■ **DESCRIPTION OF THE TASK**:
Please show every line in the entries below that includes the word "light".

*** DATASET ***

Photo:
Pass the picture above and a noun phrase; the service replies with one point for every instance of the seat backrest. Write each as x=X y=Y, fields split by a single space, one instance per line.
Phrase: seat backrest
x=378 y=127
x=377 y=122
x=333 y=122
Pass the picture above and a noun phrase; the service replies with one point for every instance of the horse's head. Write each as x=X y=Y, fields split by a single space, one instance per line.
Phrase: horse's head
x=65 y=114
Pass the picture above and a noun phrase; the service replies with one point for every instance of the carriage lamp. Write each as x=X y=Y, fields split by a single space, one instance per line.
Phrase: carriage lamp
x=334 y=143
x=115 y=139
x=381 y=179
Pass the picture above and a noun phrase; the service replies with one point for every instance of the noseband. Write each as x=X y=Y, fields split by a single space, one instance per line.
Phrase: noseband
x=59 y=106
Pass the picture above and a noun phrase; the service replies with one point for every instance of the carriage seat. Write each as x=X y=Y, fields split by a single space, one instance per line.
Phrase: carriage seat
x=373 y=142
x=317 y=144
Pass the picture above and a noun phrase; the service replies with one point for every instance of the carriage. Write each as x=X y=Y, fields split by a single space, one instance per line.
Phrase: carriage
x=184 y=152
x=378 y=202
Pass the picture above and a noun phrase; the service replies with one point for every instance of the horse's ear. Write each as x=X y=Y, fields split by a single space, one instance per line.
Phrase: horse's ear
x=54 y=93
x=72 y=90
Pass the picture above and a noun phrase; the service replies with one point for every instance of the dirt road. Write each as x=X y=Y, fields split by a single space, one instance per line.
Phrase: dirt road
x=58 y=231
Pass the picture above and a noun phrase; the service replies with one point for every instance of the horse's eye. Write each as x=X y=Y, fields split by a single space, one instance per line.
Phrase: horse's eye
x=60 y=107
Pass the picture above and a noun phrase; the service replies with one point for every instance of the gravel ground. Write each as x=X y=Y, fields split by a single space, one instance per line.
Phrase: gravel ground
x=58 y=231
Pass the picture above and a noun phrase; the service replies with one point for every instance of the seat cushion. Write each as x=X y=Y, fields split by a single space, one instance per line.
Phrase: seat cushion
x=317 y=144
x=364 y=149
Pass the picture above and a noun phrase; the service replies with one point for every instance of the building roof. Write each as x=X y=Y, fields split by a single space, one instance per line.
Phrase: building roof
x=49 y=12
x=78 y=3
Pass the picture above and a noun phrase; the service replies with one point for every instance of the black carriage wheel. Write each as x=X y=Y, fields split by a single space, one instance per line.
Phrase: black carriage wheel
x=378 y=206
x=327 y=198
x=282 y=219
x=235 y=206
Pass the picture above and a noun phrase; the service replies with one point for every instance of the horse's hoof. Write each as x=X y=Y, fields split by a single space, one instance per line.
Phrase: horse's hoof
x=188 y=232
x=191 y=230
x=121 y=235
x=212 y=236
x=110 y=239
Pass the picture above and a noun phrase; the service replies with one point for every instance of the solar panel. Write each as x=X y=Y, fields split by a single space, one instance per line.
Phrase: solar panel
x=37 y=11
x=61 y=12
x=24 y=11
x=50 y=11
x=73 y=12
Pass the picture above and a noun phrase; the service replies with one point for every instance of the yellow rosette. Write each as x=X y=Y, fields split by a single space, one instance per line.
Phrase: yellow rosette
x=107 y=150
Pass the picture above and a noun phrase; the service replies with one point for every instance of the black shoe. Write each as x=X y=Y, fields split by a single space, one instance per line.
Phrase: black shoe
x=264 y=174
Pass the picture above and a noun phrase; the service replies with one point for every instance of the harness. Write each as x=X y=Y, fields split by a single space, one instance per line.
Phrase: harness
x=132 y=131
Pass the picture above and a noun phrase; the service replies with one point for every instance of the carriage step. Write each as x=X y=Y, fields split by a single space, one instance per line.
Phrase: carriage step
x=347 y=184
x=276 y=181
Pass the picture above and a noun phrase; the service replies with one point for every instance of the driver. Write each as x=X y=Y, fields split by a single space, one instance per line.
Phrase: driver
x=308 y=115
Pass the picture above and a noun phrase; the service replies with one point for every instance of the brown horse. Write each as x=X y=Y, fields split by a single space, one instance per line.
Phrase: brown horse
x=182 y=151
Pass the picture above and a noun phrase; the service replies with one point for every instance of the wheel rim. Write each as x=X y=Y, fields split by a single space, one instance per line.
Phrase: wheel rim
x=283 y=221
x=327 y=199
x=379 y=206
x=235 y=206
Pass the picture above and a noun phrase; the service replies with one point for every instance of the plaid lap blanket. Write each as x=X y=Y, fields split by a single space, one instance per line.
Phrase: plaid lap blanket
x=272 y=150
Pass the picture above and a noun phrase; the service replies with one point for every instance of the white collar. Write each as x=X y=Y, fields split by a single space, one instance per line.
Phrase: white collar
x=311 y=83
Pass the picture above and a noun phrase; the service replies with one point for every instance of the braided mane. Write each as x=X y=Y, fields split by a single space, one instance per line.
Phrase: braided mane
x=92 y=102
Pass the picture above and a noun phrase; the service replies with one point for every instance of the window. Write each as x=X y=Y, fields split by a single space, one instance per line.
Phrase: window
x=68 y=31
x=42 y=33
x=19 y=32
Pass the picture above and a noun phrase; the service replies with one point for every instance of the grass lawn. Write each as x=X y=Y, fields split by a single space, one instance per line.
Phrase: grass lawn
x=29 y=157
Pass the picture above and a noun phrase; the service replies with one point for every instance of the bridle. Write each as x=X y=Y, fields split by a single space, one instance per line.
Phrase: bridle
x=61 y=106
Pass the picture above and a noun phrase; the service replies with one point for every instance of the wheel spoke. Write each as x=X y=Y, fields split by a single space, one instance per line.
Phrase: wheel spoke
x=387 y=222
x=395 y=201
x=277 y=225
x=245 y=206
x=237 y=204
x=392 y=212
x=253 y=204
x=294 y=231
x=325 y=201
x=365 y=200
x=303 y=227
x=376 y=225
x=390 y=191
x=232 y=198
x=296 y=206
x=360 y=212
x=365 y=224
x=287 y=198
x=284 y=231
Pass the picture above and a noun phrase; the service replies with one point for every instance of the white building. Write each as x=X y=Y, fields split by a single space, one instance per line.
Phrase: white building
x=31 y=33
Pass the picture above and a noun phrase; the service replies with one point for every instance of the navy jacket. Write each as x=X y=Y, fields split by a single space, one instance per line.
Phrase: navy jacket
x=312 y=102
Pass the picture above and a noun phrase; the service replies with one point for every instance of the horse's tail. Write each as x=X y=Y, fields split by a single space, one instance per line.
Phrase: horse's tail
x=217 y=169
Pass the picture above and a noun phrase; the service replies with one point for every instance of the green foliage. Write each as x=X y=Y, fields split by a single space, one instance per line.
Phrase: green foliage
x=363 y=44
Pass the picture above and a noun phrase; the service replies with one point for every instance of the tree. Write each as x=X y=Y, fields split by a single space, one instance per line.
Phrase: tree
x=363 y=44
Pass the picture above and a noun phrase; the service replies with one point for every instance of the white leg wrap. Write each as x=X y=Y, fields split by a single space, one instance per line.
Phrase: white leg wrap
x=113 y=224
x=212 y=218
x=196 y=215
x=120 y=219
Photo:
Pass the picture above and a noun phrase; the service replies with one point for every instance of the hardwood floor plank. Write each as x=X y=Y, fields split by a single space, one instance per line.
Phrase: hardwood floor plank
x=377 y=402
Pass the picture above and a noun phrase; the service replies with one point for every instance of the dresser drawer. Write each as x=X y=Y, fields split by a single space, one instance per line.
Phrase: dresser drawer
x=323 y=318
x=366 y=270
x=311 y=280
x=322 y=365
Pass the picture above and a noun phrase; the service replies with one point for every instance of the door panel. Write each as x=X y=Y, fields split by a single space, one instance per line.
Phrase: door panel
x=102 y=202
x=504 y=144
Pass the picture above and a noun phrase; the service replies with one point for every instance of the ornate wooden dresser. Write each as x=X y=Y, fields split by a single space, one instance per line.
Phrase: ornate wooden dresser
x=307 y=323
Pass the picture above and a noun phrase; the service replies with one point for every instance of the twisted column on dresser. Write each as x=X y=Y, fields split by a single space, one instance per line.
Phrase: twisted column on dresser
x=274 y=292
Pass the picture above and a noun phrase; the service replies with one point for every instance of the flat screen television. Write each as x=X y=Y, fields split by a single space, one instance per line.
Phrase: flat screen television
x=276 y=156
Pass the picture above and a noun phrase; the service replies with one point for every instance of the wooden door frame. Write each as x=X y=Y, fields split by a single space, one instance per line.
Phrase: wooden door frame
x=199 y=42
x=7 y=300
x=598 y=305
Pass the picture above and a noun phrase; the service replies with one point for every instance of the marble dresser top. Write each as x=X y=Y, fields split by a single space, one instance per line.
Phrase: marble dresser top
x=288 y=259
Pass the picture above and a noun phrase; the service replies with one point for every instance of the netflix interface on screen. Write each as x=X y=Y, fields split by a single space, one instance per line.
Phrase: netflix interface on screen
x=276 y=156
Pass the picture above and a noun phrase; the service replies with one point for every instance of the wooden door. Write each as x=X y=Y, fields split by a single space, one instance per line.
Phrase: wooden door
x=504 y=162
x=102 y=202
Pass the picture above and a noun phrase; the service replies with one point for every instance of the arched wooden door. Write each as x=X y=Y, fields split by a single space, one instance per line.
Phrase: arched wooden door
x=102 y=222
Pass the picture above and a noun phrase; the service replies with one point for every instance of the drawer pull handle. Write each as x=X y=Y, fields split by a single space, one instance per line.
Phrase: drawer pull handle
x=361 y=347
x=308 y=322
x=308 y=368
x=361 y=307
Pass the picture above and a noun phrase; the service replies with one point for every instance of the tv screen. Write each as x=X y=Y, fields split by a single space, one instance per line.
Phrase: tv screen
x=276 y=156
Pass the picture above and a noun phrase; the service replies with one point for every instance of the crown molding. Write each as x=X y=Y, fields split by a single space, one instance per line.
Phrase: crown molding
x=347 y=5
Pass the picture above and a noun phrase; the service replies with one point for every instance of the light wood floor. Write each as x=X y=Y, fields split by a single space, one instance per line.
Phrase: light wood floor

***

■ **SOLUTION**:
Pass the picture above and a noun phrase; the service replies with one point for every instance of the light wood floor. Write each as x=X y=Y, fields split by a single space, one instance per line.
Phrase: light wood floor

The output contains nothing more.